Please write out exactly the lines of the data below from the line holding "Target: letter a on box" through the line holding "Reviewer note: check that each instance of the white balloon", and leave out the rest.
+++ Supplied material
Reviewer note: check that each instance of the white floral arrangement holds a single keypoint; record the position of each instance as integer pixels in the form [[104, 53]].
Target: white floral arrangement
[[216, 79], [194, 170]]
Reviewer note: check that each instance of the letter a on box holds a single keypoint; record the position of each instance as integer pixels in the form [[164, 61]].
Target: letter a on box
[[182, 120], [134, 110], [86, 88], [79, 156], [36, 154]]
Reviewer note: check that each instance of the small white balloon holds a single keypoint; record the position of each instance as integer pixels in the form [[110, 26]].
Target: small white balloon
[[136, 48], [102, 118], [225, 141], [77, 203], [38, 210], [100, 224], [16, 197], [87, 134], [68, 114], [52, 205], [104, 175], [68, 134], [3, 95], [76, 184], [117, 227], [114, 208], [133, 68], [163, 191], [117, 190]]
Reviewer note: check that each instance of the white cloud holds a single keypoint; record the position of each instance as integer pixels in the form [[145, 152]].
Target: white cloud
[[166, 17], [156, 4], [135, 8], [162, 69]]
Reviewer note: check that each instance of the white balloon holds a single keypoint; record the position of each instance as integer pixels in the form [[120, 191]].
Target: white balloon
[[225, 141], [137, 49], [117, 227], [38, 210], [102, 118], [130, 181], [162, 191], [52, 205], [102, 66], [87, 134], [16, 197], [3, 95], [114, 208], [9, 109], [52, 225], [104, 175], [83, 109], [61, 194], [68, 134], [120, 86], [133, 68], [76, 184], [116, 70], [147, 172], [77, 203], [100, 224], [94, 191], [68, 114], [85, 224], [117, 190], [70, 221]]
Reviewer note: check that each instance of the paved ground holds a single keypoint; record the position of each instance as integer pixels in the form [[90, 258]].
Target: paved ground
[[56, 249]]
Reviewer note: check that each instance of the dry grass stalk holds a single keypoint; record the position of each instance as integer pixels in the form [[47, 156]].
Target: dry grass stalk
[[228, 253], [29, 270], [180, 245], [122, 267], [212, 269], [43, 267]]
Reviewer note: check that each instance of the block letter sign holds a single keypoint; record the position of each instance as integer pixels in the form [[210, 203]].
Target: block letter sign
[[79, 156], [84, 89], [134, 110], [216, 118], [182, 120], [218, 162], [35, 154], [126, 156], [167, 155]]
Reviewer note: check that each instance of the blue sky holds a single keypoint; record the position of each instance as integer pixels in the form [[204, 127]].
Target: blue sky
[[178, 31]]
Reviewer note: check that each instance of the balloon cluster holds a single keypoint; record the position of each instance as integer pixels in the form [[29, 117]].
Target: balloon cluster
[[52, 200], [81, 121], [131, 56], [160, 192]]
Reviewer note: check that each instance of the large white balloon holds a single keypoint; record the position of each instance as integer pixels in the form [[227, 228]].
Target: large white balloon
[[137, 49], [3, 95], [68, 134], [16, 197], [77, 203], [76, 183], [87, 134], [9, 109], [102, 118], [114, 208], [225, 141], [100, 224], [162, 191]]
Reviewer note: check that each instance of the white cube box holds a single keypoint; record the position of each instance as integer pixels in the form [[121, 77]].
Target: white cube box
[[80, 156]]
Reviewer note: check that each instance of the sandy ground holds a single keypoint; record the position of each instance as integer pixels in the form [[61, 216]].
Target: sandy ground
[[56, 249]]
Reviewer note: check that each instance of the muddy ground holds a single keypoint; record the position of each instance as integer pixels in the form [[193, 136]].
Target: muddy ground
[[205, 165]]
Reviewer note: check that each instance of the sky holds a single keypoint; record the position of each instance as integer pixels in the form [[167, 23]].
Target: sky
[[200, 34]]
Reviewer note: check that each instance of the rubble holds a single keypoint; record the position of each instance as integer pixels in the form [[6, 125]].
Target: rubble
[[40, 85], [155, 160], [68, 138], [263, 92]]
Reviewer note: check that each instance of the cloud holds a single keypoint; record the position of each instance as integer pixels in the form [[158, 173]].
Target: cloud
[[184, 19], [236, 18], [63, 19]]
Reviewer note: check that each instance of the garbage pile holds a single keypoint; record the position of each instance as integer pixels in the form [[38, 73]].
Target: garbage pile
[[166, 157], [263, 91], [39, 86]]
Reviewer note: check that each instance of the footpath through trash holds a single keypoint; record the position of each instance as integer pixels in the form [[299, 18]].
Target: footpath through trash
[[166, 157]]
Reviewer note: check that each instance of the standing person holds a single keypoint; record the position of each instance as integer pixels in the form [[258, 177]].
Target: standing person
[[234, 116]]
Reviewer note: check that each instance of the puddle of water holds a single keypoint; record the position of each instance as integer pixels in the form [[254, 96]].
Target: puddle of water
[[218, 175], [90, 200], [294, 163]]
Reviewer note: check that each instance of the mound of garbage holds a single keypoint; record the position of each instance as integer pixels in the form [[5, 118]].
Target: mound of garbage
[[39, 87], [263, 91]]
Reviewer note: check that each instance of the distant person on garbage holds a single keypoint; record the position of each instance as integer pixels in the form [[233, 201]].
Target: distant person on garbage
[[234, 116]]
++++++
+++ Supplied material
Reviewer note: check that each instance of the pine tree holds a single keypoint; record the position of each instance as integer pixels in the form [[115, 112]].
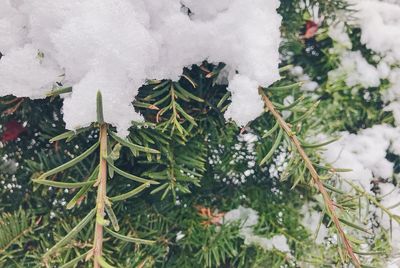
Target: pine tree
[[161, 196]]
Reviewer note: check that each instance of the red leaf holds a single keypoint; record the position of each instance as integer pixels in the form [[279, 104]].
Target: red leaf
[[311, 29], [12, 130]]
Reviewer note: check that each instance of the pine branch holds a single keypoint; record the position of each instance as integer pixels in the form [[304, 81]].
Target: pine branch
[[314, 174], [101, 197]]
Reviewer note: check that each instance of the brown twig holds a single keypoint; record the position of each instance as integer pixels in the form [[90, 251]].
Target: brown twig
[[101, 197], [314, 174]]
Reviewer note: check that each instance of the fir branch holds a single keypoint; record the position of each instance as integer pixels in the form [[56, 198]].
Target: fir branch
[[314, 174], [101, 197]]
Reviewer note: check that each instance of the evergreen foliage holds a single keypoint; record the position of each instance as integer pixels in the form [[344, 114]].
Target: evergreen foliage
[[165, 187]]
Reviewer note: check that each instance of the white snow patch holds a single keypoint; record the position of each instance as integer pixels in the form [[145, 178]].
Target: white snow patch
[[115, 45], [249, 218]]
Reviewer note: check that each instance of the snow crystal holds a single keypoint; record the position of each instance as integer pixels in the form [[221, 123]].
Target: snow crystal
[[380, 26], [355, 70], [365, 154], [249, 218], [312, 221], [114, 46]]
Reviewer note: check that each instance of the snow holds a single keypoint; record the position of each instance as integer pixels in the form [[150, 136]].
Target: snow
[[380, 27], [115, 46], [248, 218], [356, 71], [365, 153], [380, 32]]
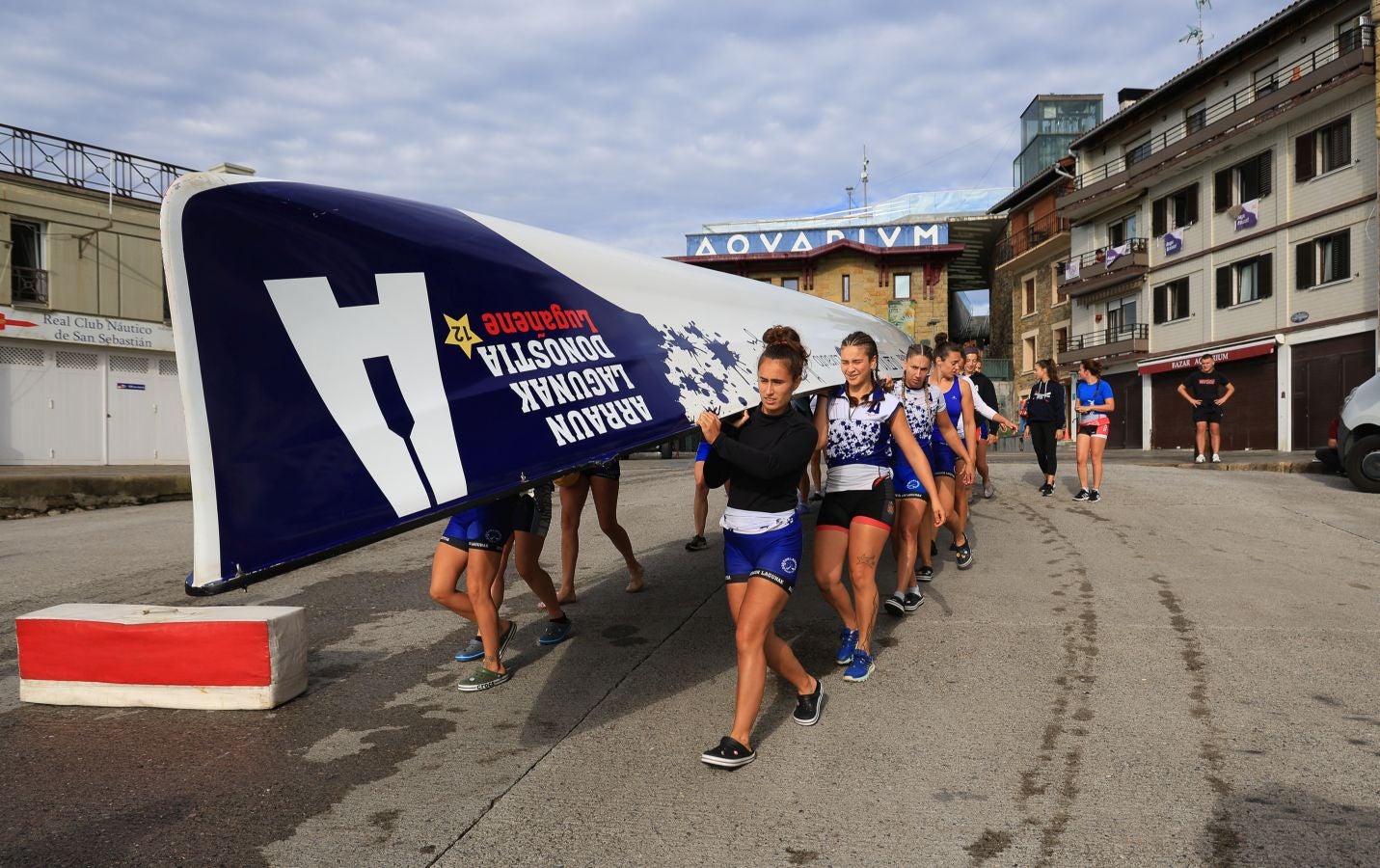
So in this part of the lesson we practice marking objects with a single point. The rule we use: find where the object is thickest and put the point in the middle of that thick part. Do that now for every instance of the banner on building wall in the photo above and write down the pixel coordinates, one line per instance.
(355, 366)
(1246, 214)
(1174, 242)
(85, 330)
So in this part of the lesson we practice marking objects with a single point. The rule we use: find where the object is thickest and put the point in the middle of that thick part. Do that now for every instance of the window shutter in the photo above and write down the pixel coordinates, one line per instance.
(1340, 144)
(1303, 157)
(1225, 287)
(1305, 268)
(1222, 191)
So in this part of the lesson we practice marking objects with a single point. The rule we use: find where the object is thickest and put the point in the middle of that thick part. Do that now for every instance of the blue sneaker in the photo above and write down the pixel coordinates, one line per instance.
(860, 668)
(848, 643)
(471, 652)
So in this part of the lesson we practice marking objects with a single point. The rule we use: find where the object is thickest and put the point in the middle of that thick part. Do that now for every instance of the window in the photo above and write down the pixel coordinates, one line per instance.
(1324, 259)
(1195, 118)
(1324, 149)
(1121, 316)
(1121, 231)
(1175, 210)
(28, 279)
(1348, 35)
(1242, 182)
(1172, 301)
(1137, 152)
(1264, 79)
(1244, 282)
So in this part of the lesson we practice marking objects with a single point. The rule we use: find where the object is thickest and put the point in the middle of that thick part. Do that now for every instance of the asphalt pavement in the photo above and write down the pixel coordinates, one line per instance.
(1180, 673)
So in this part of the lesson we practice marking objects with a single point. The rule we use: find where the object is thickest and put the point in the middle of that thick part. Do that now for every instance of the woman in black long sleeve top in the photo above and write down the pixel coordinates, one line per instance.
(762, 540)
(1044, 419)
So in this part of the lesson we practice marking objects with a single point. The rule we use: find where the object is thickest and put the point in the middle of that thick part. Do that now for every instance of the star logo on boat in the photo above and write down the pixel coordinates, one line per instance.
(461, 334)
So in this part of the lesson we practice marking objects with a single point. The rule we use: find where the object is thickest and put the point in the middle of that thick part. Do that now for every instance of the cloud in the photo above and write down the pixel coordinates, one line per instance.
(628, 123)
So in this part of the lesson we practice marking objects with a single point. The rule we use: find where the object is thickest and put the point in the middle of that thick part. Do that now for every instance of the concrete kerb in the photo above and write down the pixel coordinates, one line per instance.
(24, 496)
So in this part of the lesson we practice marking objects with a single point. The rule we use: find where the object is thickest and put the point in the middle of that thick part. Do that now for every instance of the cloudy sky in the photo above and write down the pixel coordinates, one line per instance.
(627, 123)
++++++
Solved problem:
Target: letter a on box
[[182, 120], [134, 110], [86, 88], [79, 156], [36, 154]]
Reviewer note: check that each instance of the small white balloon holds a single keypoint; record the position of each instance as integer pixels in the form [[110, 26]].
Target: small white balloon
[[136, 48], [102, 118], [225, 141], [77, 203], [38, 210], [100, 224], [16, 197], [87, 134], [68, 114], [52, 205], [104, 175], [68, 134], [3, 95], [76, 184], [117, 227], [114, 208], [133, 68], [163, 191], [117, 190]]
Reviewer note: check that each instance of the white cloud holds a single keypoint; record the position of each instance as integer pixels in the form [[145, 152]].
Target: white cloud
[[166, 17], [156, 4], [135, 8], [162, 69]]
Reviewer note: check that each instance of the white balloon holds a single keypoint; record the position of each instance as integer pixels in the form [[120, 191]].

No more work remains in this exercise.